Records from a collection
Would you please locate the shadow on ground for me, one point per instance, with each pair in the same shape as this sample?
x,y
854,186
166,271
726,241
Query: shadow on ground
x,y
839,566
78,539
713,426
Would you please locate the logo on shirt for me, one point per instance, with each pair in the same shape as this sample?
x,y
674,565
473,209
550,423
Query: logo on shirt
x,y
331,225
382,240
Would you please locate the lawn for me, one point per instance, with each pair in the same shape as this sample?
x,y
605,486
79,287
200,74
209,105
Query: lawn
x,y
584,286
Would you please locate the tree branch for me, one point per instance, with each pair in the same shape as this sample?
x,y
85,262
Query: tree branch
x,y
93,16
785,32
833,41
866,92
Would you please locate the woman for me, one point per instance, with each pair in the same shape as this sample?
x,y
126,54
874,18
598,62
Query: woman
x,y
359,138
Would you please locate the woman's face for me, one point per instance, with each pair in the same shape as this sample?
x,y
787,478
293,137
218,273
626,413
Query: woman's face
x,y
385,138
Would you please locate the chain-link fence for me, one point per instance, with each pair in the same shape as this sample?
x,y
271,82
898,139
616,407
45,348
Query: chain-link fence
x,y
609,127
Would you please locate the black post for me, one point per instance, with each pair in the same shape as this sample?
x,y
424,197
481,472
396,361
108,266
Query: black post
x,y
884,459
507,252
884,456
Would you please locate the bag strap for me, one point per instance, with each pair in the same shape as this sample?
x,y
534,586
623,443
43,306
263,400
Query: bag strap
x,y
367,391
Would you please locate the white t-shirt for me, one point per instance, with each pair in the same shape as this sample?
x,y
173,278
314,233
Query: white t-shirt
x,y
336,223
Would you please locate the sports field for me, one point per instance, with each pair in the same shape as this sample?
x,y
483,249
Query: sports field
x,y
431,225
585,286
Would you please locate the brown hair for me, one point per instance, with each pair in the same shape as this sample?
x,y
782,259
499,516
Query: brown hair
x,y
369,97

TASK TO COMPLETE
Copy the stretch from the line containing "Would you please locate the bag" through the end of the records, both ends included and the requests kept, and scale every x,y coordinate in the answers by 2, rounding to whole numbers with halves rounded up. Leave the numbers in the requests and their sample pairs unchanged.

EXERCISE RESPONSE
Would you please locate the bag strap for me, one point per instance, with each pair in the same shape as this sample?
x,y
534,586
623,443
43,306
263,400
Query: bag strap
x,y
734,782
Would you please locate the white t-shirt for me, one point per instance, with each pair in the same shape as this sample?
x,y
173,278
314,233
Query: white t-shirt
x,y
672,446
Would you please locate the sports field for me, one point per instance, with each pair in the same shape as this sample?
x,y
483,249
Query: sports field
x,y
862,450
1170,572
Would you please locate the brown hair for me, one point per instance, with each pair in the same shape as this sample?
x,y
782,259
499,516
Query: brown hair
x,y
738,194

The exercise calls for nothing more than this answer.